*Selected excerpt:*
=-=-=

A lack of fresh catalysts pushed currency traders to the sidelines and inspired tight trading ranges.
The snoozer didn’t extend to the equities and commodities markets, however, Asian session forex traders got busy pricing in headlines from the previous trading session.
- RBA lowers inflation forecasts
- Japan’s tertiary industry activity slips by 0.2% vs. 0.1% decline expected and previous
- Asian bourses take hits on a bit of risk aversion
RBA moves its goalposts
Earlier today the Reserve Bank of Australia (RBA) shared its thoughts on monetary policy and the economy and, unfortunately, market players weren’t impressed.

=-=-=

*Dataset excerpts:*

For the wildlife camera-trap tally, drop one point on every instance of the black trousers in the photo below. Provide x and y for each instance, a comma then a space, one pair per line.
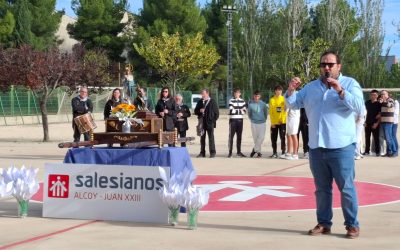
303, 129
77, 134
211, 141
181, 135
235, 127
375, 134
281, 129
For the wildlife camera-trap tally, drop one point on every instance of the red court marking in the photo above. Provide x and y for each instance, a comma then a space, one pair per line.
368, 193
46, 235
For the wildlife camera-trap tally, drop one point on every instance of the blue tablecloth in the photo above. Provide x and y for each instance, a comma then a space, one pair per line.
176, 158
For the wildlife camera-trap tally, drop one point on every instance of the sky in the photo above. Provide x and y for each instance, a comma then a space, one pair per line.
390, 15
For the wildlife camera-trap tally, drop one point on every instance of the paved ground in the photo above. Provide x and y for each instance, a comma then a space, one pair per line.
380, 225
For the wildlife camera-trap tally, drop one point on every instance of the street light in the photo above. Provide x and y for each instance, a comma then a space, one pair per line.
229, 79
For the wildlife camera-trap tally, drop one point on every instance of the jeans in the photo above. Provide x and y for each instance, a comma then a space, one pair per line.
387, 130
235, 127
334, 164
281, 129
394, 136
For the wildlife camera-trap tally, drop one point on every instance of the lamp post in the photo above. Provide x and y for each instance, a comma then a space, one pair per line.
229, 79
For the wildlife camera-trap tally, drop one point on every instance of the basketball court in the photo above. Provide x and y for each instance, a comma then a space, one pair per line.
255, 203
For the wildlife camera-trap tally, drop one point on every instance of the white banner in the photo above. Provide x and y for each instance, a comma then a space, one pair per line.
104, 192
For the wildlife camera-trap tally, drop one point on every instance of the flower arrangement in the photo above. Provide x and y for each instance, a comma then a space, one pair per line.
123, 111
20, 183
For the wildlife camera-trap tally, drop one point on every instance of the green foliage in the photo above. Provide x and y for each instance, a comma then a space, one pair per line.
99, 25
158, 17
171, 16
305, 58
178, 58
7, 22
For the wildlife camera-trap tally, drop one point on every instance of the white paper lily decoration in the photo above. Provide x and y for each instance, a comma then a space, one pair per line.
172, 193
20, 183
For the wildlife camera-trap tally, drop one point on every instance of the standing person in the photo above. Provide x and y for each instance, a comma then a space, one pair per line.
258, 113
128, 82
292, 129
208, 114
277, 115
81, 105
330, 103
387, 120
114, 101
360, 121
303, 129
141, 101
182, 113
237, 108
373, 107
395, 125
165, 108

=-=-=

*What you need to do:*
a - According to the forex market report, by how much did Japan's tertiary industry activity slip?
b - Summarize the forex market report in two sentences.
c - Carry on the forex market report from the point where it stops.
The listing was drawn from a separate source.

*Answers by task:*
a - It slipped by 0.2%.

b - With no fresh catalysts, currency traders stayed on the sidelines and trading ranges were tight, though Asian session forex traders priced in headlines from the previous session. Those headlines included lower inflation forecasts from the RBA, a 0.2% slip in Japan's tertiary industry activity, and hits to Asian bourses on some risk aversion.

c -
On the plus side, the central bank still expects the economy to expand “at a solid pace” over the next couple of years with business outlook looking “more positive than it has for some time.” Meanwhile, improvement in employment conditions are expected to eventually push wages higher.
What caught investors’ attention, however, are changes to its inflation forecasts. The RBA now thinks that underlying inflation will stay at around 1.75% until mid-2019 compared to August’s estimates that CPI will hit 1.75% – 2.75% by June 2018. Heck, RBA even noted that the recent “re-weighting” of CPI means that underlying inflation was overstated by 0.3%!
Apparently, slow wage growth and strong competition in the retail scene are huge factors to slow inflation. A strong Aussie didn’t help either. See, the central bank still believes that
“If the exchange rate were to appreciate further, economic activity and inflation would be likely to pick up more slowly than currently forecast.”
Still Governor Philip Lowe and his team are confident that improvements in the employment sector will eventually push wages (and prices) higher.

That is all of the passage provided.